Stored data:

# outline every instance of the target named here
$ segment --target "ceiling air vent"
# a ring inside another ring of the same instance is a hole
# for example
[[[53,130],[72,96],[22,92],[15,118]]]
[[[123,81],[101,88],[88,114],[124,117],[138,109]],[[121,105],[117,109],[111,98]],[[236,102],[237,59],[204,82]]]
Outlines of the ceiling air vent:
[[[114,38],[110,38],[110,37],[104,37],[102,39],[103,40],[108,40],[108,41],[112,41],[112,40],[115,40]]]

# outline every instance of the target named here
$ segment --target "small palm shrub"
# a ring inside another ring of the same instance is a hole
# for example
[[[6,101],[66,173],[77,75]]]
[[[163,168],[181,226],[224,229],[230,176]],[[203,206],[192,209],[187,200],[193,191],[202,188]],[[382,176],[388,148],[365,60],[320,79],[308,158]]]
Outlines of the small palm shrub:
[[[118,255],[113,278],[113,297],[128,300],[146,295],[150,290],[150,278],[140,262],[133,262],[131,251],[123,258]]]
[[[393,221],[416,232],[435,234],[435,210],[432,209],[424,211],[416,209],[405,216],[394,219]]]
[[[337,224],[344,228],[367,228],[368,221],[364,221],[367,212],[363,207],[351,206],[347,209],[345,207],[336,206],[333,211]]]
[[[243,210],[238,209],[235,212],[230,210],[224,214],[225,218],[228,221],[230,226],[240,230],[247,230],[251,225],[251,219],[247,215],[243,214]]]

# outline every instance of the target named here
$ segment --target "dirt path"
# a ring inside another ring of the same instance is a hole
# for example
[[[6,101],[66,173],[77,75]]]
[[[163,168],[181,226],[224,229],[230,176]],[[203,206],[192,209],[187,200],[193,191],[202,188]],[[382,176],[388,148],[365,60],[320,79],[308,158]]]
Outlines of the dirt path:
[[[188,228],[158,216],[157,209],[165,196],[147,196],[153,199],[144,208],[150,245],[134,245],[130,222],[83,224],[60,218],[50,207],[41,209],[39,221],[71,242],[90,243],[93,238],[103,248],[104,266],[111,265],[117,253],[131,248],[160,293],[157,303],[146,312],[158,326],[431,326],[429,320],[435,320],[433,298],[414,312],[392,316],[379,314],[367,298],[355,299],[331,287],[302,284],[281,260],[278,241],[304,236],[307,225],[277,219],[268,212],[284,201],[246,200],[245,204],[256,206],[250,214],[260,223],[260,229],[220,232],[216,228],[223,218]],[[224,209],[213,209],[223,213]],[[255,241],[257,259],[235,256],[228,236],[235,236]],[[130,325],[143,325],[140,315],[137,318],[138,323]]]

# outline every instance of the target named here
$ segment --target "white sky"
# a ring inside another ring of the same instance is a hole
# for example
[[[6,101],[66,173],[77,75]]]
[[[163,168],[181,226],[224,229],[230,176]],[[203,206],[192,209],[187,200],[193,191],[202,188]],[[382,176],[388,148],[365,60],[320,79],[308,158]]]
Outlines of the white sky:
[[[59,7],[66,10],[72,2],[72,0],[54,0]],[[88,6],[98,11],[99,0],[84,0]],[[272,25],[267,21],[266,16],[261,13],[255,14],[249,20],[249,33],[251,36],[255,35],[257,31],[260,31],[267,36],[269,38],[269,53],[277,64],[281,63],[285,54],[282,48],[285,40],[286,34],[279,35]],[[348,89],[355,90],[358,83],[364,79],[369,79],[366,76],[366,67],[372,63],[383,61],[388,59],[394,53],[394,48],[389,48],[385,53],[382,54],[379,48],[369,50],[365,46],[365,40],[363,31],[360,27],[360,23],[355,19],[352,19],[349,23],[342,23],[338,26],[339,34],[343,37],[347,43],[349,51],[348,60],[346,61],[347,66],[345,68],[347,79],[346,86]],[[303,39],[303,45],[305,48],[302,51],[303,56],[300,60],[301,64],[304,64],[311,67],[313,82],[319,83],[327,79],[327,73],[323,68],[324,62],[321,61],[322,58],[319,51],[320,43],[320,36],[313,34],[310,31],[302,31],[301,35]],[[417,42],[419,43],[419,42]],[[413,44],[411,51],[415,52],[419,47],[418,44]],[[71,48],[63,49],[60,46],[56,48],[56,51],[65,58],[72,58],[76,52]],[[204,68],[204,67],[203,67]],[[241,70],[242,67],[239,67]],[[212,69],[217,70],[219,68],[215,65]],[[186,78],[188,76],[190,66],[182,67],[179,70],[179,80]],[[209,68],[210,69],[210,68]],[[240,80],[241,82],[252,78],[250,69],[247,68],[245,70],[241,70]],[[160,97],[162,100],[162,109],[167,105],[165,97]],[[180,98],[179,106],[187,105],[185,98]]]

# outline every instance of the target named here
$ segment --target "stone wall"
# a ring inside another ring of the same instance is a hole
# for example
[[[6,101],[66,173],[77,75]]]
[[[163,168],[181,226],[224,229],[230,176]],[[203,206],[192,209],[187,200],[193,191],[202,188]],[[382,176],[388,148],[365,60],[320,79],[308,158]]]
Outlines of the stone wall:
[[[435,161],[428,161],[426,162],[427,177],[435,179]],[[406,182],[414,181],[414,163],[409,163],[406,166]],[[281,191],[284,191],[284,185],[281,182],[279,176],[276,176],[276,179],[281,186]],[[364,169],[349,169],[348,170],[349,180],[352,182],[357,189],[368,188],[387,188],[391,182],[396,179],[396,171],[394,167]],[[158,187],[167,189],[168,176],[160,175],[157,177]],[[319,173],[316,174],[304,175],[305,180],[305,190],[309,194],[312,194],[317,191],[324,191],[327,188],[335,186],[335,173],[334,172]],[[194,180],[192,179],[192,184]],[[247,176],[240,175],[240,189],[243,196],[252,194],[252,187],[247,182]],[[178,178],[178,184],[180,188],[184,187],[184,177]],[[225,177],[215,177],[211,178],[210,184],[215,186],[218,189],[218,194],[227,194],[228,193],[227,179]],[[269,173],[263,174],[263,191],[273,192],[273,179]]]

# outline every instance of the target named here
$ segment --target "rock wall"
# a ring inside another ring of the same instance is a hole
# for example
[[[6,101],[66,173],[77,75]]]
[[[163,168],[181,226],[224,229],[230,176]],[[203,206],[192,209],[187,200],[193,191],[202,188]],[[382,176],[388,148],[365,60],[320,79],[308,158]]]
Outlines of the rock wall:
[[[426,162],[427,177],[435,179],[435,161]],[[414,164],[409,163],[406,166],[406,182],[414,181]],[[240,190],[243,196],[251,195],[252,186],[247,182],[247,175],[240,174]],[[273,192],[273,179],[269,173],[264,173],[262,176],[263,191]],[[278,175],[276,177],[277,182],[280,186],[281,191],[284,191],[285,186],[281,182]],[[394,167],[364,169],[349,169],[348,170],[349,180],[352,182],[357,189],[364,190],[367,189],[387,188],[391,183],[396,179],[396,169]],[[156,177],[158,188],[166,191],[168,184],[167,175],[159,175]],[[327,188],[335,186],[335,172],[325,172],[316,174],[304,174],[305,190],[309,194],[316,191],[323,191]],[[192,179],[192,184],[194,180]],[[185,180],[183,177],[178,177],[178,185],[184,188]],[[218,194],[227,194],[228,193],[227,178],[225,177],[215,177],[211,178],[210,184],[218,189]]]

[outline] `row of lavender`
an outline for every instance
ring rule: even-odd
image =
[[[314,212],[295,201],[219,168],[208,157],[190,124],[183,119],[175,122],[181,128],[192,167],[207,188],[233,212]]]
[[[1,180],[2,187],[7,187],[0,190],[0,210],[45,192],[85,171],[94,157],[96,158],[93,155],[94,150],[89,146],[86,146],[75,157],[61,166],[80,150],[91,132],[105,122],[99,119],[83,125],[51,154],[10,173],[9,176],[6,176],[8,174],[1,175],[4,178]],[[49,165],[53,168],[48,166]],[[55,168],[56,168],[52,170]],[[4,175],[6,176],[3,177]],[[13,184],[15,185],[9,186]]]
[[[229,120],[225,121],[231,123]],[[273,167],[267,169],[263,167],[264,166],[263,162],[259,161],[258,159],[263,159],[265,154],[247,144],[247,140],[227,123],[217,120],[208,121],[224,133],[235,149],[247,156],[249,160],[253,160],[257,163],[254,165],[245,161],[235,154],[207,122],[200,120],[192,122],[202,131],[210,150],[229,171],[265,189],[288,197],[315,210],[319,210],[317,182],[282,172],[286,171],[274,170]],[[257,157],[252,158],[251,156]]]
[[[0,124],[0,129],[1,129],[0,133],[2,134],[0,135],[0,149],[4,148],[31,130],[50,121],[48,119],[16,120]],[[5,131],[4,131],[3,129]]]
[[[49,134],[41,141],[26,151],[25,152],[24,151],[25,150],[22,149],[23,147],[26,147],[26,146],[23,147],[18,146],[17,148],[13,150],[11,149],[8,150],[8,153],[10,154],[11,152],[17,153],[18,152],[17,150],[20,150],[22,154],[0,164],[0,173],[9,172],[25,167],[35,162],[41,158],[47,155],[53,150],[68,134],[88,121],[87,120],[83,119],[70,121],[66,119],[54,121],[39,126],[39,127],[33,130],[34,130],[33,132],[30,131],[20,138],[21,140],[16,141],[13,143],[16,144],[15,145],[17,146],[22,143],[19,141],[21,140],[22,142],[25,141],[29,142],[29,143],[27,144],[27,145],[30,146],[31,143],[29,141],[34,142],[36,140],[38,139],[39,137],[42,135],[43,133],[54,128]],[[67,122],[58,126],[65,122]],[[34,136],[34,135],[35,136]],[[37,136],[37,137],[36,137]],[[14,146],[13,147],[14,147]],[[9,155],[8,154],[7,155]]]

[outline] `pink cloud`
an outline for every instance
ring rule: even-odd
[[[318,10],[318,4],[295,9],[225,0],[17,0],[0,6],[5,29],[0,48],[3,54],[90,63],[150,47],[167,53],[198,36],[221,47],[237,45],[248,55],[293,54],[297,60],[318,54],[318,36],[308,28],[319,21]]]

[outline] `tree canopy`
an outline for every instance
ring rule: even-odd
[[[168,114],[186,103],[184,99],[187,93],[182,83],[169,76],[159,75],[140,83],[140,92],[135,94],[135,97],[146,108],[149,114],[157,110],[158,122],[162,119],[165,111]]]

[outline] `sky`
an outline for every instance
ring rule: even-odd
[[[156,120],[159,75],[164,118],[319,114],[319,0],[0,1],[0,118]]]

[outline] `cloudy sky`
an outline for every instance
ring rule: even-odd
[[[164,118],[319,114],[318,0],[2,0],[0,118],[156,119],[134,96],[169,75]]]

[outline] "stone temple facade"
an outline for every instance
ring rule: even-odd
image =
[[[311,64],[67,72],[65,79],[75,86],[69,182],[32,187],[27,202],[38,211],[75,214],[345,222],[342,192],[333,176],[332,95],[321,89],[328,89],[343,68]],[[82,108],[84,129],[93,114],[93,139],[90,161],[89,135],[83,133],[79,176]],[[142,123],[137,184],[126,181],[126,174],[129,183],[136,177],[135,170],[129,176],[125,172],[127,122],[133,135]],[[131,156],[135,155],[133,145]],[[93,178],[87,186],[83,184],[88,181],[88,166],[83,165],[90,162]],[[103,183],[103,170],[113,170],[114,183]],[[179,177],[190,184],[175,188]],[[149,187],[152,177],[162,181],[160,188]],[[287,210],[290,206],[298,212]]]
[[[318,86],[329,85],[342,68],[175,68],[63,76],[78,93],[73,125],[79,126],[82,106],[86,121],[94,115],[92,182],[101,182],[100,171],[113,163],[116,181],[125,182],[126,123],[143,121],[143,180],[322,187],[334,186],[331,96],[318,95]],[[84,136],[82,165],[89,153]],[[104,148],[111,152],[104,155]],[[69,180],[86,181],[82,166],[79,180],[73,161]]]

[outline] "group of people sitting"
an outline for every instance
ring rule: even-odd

WHAT YOU ARE ASKED TO DO:
Please report every line of the material that contains the word "dirt", copying each line in full.

COMPLETED EXERCISE:
$ segment --target "dirt path"
Outlines of the dirt path:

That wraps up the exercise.